## THE TASK
All of the records listed below should be retyped exactly.

(Dataset entries)
+ + + + + + +
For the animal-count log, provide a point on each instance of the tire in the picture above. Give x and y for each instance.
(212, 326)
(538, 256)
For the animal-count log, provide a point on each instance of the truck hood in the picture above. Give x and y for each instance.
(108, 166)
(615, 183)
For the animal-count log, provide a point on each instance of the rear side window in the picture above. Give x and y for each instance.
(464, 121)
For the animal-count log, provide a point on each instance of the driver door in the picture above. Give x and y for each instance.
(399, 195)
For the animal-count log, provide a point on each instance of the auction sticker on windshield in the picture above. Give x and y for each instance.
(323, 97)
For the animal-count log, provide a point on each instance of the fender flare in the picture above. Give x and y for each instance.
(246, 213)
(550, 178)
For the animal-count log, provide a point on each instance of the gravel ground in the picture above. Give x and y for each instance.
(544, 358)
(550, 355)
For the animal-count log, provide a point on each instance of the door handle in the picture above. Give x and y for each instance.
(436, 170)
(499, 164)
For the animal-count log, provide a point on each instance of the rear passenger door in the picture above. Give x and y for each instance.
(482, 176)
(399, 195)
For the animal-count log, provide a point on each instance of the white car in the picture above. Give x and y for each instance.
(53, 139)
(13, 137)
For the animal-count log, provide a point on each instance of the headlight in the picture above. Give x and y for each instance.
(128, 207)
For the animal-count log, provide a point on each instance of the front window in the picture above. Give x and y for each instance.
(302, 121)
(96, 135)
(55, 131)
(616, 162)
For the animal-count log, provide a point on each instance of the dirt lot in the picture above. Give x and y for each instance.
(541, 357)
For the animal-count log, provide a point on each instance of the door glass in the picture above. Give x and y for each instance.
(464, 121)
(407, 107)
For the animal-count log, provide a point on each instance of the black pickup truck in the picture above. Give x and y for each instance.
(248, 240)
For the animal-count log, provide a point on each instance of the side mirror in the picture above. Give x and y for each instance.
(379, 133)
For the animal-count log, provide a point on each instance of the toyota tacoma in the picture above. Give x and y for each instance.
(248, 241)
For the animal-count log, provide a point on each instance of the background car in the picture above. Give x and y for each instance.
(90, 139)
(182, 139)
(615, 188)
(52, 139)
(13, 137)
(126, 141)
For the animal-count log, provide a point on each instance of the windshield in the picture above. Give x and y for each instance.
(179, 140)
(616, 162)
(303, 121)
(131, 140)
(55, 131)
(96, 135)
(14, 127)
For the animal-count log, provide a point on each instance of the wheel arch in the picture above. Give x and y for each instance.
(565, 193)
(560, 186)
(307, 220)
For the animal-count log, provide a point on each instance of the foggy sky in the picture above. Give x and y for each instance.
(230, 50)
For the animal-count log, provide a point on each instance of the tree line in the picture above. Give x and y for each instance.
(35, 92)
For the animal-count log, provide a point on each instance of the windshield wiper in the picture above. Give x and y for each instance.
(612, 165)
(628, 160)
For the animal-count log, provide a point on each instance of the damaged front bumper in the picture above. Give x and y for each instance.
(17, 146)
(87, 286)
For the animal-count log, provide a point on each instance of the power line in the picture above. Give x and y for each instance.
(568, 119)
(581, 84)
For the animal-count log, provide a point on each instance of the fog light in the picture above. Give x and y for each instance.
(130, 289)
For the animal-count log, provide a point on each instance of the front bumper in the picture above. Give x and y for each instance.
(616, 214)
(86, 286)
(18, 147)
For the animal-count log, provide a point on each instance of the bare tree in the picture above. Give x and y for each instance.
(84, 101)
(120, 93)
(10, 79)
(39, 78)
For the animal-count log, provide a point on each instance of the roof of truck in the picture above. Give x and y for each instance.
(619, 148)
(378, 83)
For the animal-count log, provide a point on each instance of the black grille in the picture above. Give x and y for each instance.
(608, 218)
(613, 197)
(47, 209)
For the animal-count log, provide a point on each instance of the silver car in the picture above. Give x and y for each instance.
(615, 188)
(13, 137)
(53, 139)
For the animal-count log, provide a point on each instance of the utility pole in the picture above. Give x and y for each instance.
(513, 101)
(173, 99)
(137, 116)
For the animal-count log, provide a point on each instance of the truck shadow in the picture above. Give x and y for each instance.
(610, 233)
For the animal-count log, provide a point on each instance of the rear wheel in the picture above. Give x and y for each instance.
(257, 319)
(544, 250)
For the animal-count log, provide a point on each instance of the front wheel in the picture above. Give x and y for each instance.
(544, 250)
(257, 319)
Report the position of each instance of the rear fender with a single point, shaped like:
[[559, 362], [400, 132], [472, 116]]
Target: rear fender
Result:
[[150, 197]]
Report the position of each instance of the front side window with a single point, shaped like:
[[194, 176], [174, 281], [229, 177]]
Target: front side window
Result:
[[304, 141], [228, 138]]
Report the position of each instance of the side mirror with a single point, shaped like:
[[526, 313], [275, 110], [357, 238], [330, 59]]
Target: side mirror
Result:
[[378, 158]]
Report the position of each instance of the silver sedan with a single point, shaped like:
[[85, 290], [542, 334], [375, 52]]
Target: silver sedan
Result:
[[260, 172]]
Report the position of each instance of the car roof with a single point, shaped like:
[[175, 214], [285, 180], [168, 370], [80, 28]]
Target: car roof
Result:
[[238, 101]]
+ + + + + + +
## EXERCISE ANSWER
For the animal-count log, provide a point on each instance of the tire in the picture above. Give x and y for each instance.
(212, 326)
(538, 256)
For the animal-count log, provide a point on each instance of the truck hood in the picture above. Give x and y for each instance.
(108, 166)
(615, 183)
For the animal-count log, provide a point on each instance of the rear side window in the picture above. Give x and y for each instance.
(464, 121)
For the animal-count log, provide a point on each instance of the driver door in the picture above. Give x and y for each instance.
(399, 195)
For the animal-count log, provide a point on each instance of the auction sticker on windshield in the picture above. Give x and y for each instance.
(323, 97)
For the animal-count log, provide a point on each instance of the fender flare in the picture above. Give x and y for each instance.
(246, 213)
(550, 178)
For the animal-count log, provide a point on each instance of the gravel ground in the picture above. Give x and y for each instance.
(544, 358)
(550, 355)
For the animal-count log, provide a point on each instance of the door handle in the picture above. Give x and y for each instance.
(436, 170)
(499, 164)
For the animal-count log, provide a point on each instance of the rear passenger door in the picture above. Give x and y for each instance.
(482, 176)
(399, 195)
For the animal-count log, provide a point on each instance of the white car in the picture above. Give x and y for each instance.
(53, 139)
(13, 137)
For the animal-count log, provide a point on each instance of the headlight in the picture above. Give x and y for each instance.
(128, 207)
For the animal-count log, provide a point on each instance of the front window in the picture above. Give x and y for each instance.
(302, 121)
(96, 135)
(55, 131)
(616, 162)
For the animal-count log, provide a point on each instance of the dirt lot in the picture above. Give x and y for each instance.
(541, 357)
For the animal-count log, provide a point on each instance of the door glass in the picture above. Give x and y for each instance.
(464, 121)
(407, 107)
For the animal-count log, provide a point on each instance of the black pickup truck in the picture above. Give x and y for each instance.
(248, 240)
For the animal-count log, provide a point on each instance of the side mirror in the picture above. Give x and y for each instance.
(379, 133)
For the animal-count log, provide a point on each instance of the toyota tacoma in the picture above. Give x and y for each instance.
(248, 241)
For the animal-count log, provide a point on each instance of the background car in the picture above. Give x and y for each instance.
(90, 139)
(182, 139)
(615, 188)
(52, 139)
(13, 137)
(126, 141)
For the animal-count log, provide a point on each instance of the windshield in the picture above. Give x and y for each instance.
(179, 140)
(616, 162)
(303, 121)
(131, 140)
(55, 131)
(96, 135)
(14, 127)
For the animal-count log, provide a point on each instance of the wheel arch in the picture above. Give x and y for each instance.
(565, 193)
(560, 186)
(307, 220)
For the animal-count log, provide a point on each instance of the foggy sky in the picture above. Give x and y for each instance.
(230, 50)
For the animal-count log, provide a point on each instance of the tree line in the picture above. Give x and y for each instance.
(35, 92)
For the animal-count log, provide a point on each instance of the windshield wiper in the picture above. Give x and y for each instance.
(612, 165)
(628, 160)
For the animal-count log, provide a point on each instance of the damaged front bumper in the picture above. Give x and y for each instance.
(17, 146)
(87, 286)
For the animal-count log, provide a point on each instance of the power line in the picture above. Give x and y for each instance.
(568, 119)
(581, 84)
For the animal-count log, provide a point on each instance of the fog light in the picture above. Give x and y for each instance.
(130, 289)
For the animal-count log, provide a point on each instance of the front bumper in the picture above. Give x and y for each instance.
(616, 214)
(86, 286)
(18, 147)
For the animal-count log, provide a point on each instance of the bare tree in the picture above. Give x and y for each instance.
(84, 101)
(120, 93)
(10, 79)
(39, 78)
For the animal-count log, provide a point on each instance of the roof of truck in the picture above. Give x and y for each instance.
(619, 148)
(378, 83)
For the animal-count log, provide a point on each instance of the black grille in the picture above. Give x and y for each instance.
(608, 218)
(613, 197)
(47, 209)
For the animal-count log, provide a point on each instance of the silver car in the picture above. Give x and y for each instance.
(615, 188)
(13, 137)
(53, 139)
For the animal-count log, provide a point on each instance of the utility pole in the picture above. Give x and y for each instance.
(513, 101)
(173, 99)
(137, 116)
For the animal-count log, provide a point on each instance of the truck shadow in the picture above. Give x and y for each instance.
(610, 233)
For the animal-count log, provide a point on each instance of the rear wheel in the picture above. Give x and y for each instance.
(257, 319)
(544, 250)
For the animal-count log, provide a point on each instance of the front wheel in the picture above. Give x and y for each instance.
(544, 250)
(257, 319)
Report the position of each instance of the rear fender with a single point, shaped like:
[[559, 362], [400, 132], [472, 116]]
Target: rear fender
Result:
[[150, 197]]
Report the position of each instance of the front side window with a single point, shaped like:
[[194, 176], [174, 281], [229, 177]]
Target: front side window
Result:
[[304, 141], [228, 138]]
Report the position of each instance of the side mirror with a single point, shaped like:
[[526, 313], [275, 110], [357, 238], [330, 59]]
Target: side mirror
Result:
[[378, 158]]
Report the position of each instance of the silver sedan with a single point, shaped like:
[[85, 290], [542, 334], [375, 52]]
Target: silver sedan
Result:
[[260, 172]]
Report the position of each instance of the car roof with a single point, shaped like:
[[175, 214], [285, 180], [168, 370], [80, 28]]
Target: car roof
Result:
[[238, 101]]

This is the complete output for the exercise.